- Theatrical release poster
- Directed by: Clive Barker
- Screenplay by: Clive Barker
- Based on: The Last Illusion by Clive Barker
- Produced by: Clive Barker Joanne Sellar
- Starring: Scott Bakula; Kevin J. O'Connor; Famke Janssen; Daniel von Bargen;
- Cinematography: Ronn Schmidt
- Edited by: Alan Baumgarten
- Music by: Simon Boswell
- Production companies: United Artists Seraphim Productions
- Distributed by: MGM/UA Distribution Co. (United States); United International Pictures (International);
- Release date: August 25, 1995;
- Running time: 109 minutes
- Country: United States
- Language: English
- Budget: $9-11 million
- Box office: $13.3 million

= Lord of Illusions =

1995 film by Clive Barker

Lord of Illusions is a 1995 American neo-noir supernatural horror film written and directed by Clive Barker, based on his own short story The Last Illusion published in 1985 in the anthology Books of Blood Volume 6. The same story introduced Barker's occult detective Harry D'Amour, who later appeared in several prose stories and comic books. Lord of Illusions is D'Amour's first onscreen appearance, with the character portrayed by actor Scott Bakula. Other actors appearing in the film include Kevin J. O'Connor, Famke Janssen and Daniel von Bargen. The story features D'Amour, who has had several experiences with the supernatural, embarking on an investigation involving a stage illusionist named Swann and a cult led by a sorcerer named Nix.

Although Clive Barker decided to keep a few story elements and the same principal characters from "The Last Illusion", he otherwise presented a new story for the movie and created a new villain, surprising several readers familiar with the original work. The film met with mixed reception and no further live-action movies featuring Harry D'Amour were made.

▶ Set problem 1
Repeat the portion of the Lord of Illusions text that opens with the words "1995 film by" and closes with "sorcerer named Nix.".
▶ Set problem 2
Please express the lines of the listing below, from the line containing "For this dataset, tag each instance of the lichen" through the line containing "[[1255, 367], [1022, 257]]", as a Markdown table with the columns Nr and Line, skipping blank lines.

[Records taken from a data source]
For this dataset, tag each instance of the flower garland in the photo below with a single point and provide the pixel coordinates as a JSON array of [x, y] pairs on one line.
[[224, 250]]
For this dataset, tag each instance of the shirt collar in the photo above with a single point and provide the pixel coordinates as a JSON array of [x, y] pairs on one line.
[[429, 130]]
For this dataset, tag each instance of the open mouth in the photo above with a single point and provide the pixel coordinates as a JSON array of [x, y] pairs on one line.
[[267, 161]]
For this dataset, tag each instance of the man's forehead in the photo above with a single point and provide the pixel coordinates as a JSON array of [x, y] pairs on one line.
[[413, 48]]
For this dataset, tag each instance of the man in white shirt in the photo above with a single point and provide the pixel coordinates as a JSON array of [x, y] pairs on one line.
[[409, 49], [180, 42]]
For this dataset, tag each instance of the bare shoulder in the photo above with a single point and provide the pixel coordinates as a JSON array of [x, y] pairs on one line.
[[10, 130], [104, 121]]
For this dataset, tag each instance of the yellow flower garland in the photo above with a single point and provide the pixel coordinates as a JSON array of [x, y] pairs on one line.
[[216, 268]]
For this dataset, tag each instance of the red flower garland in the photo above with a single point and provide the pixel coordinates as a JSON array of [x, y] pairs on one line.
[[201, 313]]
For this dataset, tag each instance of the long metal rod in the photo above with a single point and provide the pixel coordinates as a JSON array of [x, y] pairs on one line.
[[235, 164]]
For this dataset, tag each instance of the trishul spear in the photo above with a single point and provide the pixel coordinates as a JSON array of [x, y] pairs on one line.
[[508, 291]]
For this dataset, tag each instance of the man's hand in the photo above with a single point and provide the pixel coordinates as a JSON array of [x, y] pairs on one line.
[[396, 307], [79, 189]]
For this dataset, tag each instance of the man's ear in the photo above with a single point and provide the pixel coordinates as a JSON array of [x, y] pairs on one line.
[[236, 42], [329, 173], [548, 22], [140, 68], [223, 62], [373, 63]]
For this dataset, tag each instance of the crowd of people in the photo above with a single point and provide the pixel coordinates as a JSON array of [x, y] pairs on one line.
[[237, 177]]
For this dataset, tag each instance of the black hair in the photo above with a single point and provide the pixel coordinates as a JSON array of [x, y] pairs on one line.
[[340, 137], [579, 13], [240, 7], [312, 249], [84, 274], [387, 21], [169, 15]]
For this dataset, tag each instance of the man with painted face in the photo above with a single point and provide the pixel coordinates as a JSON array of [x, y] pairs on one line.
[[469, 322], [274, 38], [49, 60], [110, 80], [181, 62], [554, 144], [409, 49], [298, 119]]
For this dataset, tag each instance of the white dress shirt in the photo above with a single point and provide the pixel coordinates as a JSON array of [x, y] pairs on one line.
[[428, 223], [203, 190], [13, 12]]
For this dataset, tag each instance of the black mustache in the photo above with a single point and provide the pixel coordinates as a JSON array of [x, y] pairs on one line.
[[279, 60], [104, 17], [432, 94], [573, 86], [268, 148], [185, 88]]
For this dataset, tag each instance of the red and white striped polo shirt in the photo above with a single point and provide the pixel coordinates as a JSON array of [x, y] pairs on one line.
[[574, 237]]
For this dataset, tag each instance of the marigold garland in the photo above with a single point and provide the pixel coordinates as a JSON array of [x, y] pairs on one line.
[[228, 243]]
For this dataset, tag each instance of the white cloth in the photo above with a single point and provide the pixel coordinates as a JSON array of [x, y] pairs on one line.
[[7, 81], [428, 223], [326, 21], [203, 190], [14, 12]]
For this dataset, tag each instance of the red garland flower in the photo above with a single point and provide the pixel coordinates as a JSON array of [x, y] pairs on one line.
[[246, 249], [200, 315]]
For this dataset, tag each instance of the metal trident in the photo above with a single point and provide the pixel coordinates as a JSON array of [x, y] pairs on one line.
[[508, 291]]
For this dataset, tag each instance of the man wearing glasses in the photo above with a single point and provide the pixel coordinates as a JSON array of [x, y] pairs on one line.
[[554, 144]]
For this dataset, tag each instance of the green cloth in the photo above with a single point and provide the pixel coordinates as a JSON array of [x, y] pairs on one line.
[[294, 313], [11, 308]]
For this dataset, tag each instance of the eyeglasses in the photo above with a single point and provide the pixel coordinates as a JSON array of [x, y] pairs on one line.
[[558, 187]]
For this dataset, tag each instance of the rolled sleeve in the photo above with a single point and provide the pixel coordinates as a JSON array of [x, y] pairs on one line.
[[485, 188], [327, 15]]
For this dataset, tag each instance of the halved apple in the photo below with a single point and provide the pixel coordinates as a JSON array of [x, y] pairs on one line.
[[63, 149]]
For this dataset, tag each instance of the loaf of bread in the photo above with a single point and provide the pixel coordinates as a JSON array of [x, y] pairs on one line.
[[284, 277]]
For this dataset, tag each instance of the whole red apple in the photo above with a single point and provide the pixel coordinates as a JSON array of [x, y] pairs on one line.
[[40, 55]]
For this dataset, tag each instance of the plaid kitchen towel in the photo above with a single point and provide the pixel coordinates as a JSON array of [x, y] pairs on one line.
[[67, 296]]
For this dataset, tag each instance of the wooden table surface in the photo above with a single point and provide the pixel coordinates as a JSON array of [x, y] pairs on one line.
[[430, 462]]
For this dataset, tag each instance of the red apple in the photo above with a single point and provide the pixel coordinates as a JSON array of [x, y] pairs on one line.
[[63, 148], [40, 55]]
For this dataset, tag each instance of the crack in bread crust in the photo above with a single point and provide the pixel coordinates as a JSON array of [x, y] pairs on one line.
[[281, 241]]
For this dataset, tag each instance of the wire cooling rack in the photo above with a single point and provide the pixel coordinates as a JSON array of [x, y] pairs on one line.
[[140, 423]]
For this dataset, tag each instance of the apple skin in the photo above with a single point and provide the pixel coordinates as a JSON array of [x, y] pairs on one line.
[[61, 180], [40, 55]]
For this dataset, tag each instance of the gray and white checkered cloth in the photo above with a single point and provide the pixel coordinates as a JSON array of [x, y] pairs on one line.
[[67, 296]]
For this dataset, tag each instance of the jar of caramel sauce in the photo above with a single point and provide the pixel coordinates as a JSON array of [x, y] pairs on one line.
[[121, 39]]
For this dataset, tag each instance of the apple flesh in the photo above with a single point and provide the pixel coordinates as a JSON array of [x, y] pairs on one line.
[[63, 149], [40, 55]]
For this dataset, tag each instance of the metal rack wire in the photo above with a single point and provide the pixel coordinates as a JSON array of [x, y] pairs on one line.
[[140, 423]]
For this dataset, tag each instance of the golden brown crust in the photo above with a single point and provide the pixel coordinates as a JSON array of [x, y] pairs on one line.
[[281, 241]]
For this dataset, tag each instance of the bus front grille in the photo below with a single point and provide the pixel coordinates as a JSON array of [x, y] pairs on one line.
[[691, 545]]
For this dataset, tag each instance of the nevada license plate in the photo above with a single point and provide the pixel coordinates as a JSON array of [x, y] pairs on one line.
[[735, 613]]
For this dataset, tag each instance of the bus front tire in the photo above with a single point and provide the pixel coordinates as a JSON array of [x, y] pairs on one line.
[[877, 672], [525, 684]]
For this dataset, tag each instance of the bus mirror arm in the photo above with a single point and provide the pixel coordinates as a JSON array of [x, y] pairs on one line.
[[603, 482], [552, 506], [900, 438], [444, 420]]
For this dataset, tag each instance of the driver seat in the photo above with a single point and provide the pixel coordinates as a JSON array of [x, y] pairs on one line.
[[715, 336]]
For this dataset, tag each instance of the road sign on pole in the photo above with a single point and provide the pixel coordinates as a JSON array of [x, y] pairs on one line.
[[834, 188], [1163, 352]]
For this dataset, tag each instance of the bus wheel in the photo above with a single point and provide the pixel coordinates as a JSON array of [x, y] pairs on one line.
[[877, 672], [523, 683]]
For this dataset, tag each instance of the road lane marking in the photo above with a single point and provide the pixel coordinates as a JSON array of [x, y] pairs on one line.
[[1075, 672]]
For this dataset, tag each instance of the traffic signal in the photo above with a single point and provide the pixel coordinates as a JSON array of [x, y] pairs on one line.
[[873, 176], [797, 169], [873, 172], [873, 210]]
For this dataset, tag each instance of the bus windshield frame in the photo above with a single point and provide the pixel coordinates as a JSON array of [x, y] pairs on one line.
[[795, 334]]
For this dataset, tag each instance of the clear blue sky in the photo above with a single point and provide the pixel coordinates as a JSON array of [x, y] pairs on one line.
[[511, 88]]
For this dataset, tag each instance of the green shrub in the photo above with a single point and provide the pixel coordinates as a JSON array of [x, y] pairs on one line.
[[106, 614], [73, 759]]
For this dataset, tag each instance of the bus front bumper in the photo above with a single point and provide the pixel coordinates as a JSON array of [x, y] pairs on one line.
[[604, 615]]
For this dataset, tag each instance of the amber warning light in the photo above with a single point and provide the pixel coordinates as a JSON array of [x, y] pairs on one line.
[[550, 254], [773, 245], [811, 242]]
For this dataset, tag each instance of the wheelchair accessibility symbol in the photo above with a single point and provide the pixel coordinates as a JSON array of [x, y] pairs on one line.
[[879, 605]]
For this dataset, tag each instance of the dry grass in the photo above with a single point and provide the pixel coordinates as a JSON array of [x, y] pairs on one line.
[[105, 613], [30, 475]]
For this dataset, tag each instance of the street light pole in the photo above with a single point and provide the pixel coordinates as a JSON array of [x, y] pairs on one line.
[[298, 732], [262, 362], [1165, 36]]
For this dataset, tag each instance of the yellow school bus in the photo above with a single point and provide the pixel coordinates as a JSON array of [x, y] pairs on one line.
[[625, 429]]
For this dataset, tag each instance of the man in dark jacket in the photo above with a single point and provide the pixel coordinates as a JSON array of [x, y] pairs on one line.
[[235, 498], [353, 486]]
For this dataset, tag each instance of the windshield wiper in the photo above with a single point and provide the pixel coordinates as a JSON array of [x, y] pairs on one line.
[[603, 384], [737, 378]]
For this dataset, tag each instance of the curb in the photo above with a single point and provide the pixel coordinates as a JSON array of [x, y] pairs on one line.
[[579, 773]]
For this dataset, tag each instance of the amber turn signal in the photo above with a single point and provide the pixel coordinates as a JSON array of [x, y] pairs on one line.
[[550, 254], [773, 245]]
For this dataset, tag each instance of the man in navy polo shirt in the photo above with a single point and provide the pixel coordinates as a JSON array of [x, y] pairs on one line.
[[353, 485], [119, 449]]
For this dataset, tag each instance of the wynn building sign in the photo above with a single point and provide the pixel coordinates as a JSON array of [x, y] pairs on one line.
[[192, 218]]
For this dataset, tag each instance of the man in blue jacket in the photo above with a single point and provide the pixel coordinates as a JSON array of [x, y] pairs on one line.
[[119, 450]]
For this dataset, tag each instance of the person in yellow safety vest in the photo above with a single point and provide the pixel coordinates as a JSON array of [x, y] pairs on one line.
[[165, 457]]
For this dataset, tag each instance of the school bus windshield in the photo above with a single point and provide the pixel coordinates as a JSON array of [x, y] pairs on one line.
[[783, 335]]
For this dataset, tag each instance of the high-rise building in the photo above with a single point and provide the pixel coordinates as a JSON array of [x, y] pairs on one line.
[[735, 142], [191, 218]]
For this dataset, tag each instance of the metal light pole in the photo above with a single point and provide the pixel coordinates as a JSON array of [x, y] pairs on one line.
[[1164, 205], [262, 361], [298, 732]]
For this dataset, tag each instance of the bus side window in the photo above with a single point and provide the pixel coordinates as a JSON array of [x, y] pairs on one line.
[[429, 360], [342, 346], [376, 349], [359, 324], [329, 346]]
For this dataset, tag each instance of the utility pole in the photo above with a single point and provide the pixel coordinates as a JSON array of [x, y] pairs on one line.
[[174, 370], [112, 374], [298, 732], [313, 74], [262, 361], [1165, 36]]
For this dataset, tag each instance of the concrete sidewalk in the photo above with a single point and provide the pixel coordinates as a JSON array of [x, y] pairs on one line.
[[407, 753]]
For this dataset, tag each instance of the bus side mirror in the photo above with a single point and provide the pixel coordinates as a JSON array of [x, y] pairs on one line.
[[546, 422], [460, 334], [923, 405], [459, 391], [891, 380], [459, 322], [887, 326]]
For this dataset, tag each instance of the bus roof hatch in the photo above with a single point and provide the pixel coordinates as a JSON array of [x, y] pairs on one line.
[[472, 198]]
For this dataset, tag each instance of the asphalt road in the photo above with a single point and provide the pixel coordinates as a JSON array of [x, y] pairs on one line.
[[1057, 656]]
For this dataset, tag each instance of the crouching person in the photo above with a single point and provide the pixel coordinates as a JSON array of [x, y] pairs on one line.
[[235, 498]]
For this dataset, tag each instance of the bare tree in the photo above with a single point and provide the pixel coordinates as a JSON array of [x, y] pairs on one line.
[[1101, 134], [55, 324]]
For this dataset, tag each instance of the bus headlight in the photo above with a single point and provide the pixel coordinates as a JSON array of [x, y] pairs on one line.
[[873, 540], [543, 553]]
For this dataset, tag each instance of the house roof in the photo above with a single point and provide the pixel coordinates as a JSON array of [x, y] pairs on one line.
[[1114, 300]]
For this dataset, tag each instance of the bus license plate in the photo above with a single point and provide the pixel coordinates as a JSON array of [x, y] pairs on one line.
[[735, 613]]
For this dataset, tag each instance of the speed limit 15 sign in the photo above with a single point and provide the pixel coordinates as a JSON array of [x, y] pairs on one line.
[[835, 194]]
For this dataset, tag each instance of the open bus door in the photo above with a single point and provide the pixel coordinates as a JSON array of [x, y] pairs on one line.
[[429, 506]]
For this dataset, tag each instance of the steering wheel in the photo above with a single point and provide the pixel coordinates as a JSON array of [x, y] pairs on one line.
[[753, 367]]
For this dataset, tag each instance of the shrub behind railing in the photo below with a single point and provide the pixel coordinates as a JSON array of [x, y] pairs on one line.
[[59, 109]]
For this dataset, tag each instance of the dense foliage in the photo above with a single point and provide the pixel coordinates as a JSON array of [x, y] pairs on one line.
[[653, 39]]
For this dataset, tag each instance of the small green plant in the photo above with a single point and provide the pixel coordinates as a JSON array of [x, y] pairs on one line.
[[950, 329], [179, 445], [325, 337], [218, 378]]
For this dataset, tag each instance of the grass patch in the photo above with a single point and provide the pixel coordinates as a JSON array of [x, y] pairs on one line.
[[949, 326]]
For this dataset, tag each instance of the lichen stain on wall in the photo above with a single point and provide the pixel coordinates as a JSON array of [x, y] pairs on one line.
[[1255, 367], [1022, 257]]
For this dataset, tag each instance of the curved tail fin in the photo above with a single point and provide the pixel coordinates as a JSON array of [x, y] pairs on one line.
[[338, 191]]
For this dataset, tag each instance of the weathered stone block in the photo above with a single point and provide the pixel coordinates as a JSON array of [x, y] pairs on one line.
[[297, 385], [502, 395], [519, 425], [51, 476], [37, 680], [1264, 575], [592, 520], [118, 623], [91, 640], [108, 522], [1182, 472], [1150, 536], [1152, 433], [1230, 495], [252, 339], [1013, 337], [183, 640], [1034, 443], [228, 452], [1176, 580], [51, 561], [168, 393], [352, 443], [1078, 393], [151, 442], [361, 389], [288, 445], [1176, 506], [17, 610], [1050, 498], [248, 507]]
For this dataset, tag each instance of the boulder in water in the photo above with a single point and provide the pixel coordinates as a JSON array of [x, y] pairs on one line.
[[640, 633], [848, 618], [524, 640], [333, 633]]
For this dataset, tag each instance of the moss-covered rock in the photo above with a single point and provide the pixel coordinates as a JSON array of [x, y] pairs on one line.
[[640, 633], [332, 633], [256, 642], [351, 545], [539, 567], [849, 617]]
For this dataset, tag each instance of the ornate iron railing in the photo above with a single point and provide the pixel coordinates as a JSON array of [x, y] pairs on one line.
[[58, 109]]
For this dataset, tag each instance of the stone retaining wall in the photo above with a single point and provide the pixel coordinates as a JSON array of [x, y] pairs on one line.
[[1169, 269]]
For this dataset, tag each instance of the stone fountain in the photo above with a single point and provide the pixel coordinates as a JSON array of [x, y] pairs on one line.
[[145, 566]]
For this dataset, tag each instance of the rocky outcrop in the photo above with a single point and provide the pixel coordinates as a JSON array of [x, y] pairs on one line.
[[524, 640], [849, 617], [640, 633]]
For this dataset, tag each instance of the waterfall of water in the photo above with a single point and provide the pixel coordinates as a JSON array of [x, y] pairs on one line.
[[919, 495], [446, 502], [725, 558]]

▶ Task solution 1
1995 film by Clive Barker

Lord of Illusions is a 1995 American neo-noir supernatural horror film written and directed by Clive Barker, based on his own short story The Last Illusion published in 1985 in the anthology Books of Blood Volume 6. The same story introduced Barker's occult detective Harry D'Amour, who later appeared in several prose stories and comic books. Lord of Illusions is D'Amour's first onscreen appearance, with the character portrayed by actor Scott Bakula. Other actors appearing in the film include Kevin J. O'Connor, Famke Janssen and Daniel von Bargen. The story features D'Amour, who has had several experiences with the supernatural, embarking on an investigation involving a stage illusionist named Swann and a cult led by a sorcerer named Nix.

▶ Task solution 2
| Nr | Line |
|---|---|
| 1 | For this dataset, tag each instance of the lichen stain on wall in the photo above with a single point and provide the pixel coordinates as a JSON array of [x, y] pairs on one line. |
| 2 | [[1255, 367], [1022, 257]] |